#### Prompt
Below is a listing; write it out exactly and drop any images from it.

#### Input records
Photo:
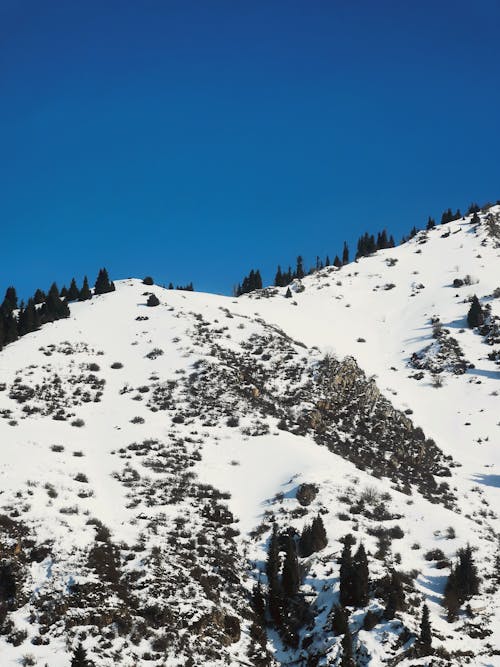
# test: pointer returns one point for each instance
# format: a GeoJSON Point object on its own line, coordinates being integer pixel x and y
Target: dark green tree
{"type": "Point", "coordinates": [361, 578]}
{"type": "Point", "coordinates": [278, 279]}
{"type": "Point", "coordinates": [102, 283]}
{"type": "Point", "coordinates": [425, 637]}
{"type": "Point", "coordinates": [79, 658]}
{"type": "Point", "coordinates": [475, 316]}
{"type": "Point", "coordinates": [347, 653]}
{"type": "Point", "coordinates": [299, 270]}
{"type": "Point", "coordinates": [73, 291]}
{"type": "Point", "coordinates": [345, 254]}
{"type": "Point", "coordinates": [394, 595]}
{"type": "Point", "coordinates": [39, 297]}
{"type": "Point", "coordinates": [340, 620]}
{"type": "Point", "coordinates": [291, 572]}
{"type": "Point", "coordinates": [346, 575]}
{"type": "Point", "coordinates": [85, 293]}
{"type": "Point", "coordinates": [10, 301]}
{"type": "Point", "coordinates": [152, 300]}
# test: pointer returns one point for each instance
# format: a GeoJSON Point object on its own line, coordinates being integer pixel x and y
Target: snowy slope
{"type": "Point", "coordinates": [190, 419]}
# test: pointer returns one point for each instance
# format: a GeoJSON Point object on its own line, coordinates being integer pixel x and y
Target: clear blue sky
{"type": "Point", "coordinates": [196, 140]}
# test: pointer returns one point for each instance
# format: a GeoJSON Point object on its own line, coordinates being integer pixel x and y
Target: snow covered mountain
{"type": "Point", "coordinates": [147, 453]}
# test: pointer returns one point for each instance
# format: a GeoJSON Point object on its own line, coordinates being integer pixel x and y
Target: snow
{"type": "Point", "coordinates": [335, 311]}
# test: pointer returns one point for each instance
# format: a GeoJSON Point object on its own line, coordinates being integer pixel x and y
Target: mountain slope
{"type": "Point", "coordinates": [146, 453]}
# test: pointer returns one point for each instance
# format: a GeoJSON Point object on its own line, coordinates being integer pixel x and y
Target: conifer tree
{"type": "Point", "coordinates": [347, 654]}
{"type": "Point", "coordinates": [10, 328]}
{"type": "Point", "coordinates": [291, 573]}
{"type": "Point", "coordinates": [54, 308]}
{"type": "Point", "coordinates": [345, 254]}
{"type": "Point", "coordinates": [102, 283]}
{"type": "Point", "coordinates": [39, 297]}
{"type": "Point", "coordinates": [299, 271]}
{"type": "Point", "coordinates": [425, 637]}
{"type": "Point", "coordinates": [475, 316]}
{"type": "Point", "coordinates": [152, 300]}
{"type": "Point", "coordinates": [10, 301]}
{"type": "Point", "coordinates": [346, 575]}
{"type": "Point", "coordinates": [274, 583]}
{"type": "Point", "coordinates": [258, 601]}
{"type": "Point", "coordinates": [340, 620]}
{"type": "Point", "coordinates": [85, 293]}
{"type": "Point", "coordinates": [361, 580]}
{"type": "Point", "coordinates": [79, 658]}
{"type": "Point", "coordinates": [73, 291]}
{"type": "Point", "coordinates": [278, 279]}
{"type": "Point", "coordinates": [395, 596]}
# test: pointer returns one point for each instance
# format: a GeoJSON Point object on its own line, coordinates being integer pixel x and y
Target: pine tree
{"type": "Point", "coordinates": [347, 656]}
{"type": "Point", "coordinates": [85, 293]}
{"type": "Point", "coordinates": [79, 658]}
{"type": "Point", "coordinates": [10, 301]}
{"type": "Point", "coordinates": [340, 620]}
{"type": "Point", "coordinates": [54, 308]}
{"type": "Point", "coordinates": [7, 583]}
{"type": "Point", "coordinates": [361, 579]}
{"type": "Point", "coordinates": [346, 575]}
{"type": "Point", "coordinates": [258, 601]}
{"type": "Point", "coordinates": [102, 283]}
{"type": "Point", "coordinates": [278, 279]}
{"type": "Point", "coordinates": [345, 254]}
{"type": "Point", "coordinates": [152, 300]}
{"type": "Point", "coordinates": [28, 319]}
{"type": "Point", "coordinates": [291, 573]}
{"type": "Point", "coordinates": [394, 595]}
{"type": "Point", "coordinates": [475, 316]}
{"type": "Point", "coordinates": [73, 292]}
{"type": "Point", "coordinates": [425, 637]}
{"type": "Point", "coordinates": [11, 333]}
{"type": "Point", "coordinates": [496, 567]}
{"type": "Point", "coordinates": [39, 297]}
{"type": "Point", "coordinates": [299, 271]}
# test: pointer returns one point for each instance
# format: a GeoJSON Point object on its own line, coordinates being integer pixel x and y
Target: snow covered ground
{"type": "Point", "coordinates": [56, 473]}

#### The solution
Photo:
# test: pointer returns one point for each instance
# format: a GeoJSON Point object on its own line, coordinates being integer pixel x and y
Target: dark green tree
{"type": "Point", "coordinates": [361, 578]}
{"type": "Point", "coordinates": [278, 279]}
{"type": "Point", "coordinates": [102, 283]}
{"type": "Point", "coordinates": [425, 637]}
{"type": "Point", "coordinates": [79, 658]}
{"type": "Point", "coordinates": [475, 316]}
{"type": "Point", "coordinates": [347, 653]}
{"type": "Point", "coordinates": [299, 270]}
{"type": "Point", "coordinates": [73, 291]}
{"type": "Point", "coordinates": [345, 254]}
{"type": "Point", "coordinates": [394, 595]}
{"type": "Point", "coordinates": [39, 297]}
{"type": "Point", "coordinates": [340, 620]}
{"type": "Point", "coordinates": [291, 572]}
{"type": "Point", "coordinates": [346, 575]}
{"type": "Point", "coordinates": [85, 293]}
{"type": "Point", "coordinates": [10, 301]}
{"type": "Point", "coordinates": [152, 300]}
# test: pointer returns one point for each instance
# format: a GeoJSON Point object on its own line, coordinates being integer pixel x and y
Target: snowy slope
{"type": "Point", "coordinates": [190, 419]}
# test: pointer returns one point for each instance
# format: a GeoJSON Point object on its own line, coordinates being integer pixel x and y
Target: clear blue sky
{"type": "Point", "coordinates": [196, 140]}
# test: pointer returns one point for each instance
# format: a GeoJSON Point object on its own line, coordinates being integer pixel x and y
Target: snow covered mountain
{"type": "Point", "coordinates": [147, 453]}
# test: pointer returns one point for each instance
# format: a GeoJSON Point object on its own line, coordinates being integer pixel x and y
Target: snow
{"type": "Point", "coordinates": [335, 311]}
# test: pointer returns one point for each instance
# format: a GeoJSON Point object on its own line, coordinates being integer pixel x and y
Target: mountain slope
{"type": "Point", "coordinates": [146, 453]}
# test: pointer returns one point for each instance
# format: a GeoJSON Point object on its own line, coordinates being integer pixel x and y
Target: conifer tree
{"type": "Point", "coordinates": [347, 654]}
{"type": "Point", "coordinates": [10, 328]}
{"type": "Point", "coordinates": [291, 573]}
{"type": "Point", "coordinates": [54, 308]}
{"type": "Point", "coordinates": [345, 254]}
{"type": "Point", "coordinates": [102, 283]}
{"type": "Point", "coordinates": [39, 297]}
{"type": "Point", "coordinates": [299, 271]}
{"type": "Point", "coordinates": [425, 637]}
{"type": "Point", "coordinates": [475, 316]}
{"type": "Point", "coordinates": [152, 300]}
{"type": "Point", "coordinates": [10, 301]}
{"type": "Point", "coordinates": [346, 575]}
{"type": "Point", "coordinates": [274, 583]}
{"type": "Point", "coordinates": [258, 601]}
{"type": "Point", "coordinates": [340, 620]}
{"type": "Point", "coordinates": [85, 293]}
{"type": "Point", "coordinates": [361, 580]}
{"type": "Point", "coordinates": [79, 658]}
{"type": "Point", "coordinates": [73, 291]}
{"type": "Point", "coordinates": [278, 279]}
{"type": "Point", "coordinates": [395, 596]}
# test: pointer returns one point for each instance
# format: a GeoJSON Point object on its own line, coordinates being integer pixel x and y
Target: pine tree
{"type": "Point", "coordinates": [347, 656]}
{"type": "Point", "coordinates": [85, 293]}
{"type": "Point", "coordinates": [79, 658]}
{"type": "Point", "coordinates": [10, 301]}
{"type": "Point", "coordinates": [340, 620]}
{"type": "Point", "coordinates": [54, 308]}
{"type": "Point", "coordinates": [7, 583]}
{"type": "Point", "coordinates": [361, 579]}
{"type": "Point", "coordinates": [346, 575]}
{"type": "Point", "coordinates": [258, 601]}
{"type": "Point", "coordinates": [102, 283]}
{"type": "Point", "coordinates": [278, 279]}
{"type": "Point", "coordinates": [345, 254]}
{"type": "Point", "coordinates": [152, 300]}
{"type": "Point", "coordinates": [28, 319]}
{"type": "Point", "coordinates": [291, 573]}
{"type": "Point", "coordinates": [394, 595]}
{"type": "Point", "coordinates": [475, 316]}
{"type": "Point", "coordinates": [73, 292]}
{"type": "Point", "coordinates": [425, 637]}
{"type": "Point", "coordinates": [11, 333]}
{"type": "Point", "coordinates": [496, 567]}
{"type": "Point", "coordinates": [39, 297]}
{"type": "Point", "coordinates": [299, 271]}
# test: pointer returns one point for each instance
# format: a GeoJSON Point object on its own line, coordinates being integer pixel x and y
Target: snow covered ground
{"type": "Point", "coordinates": [56, 473]}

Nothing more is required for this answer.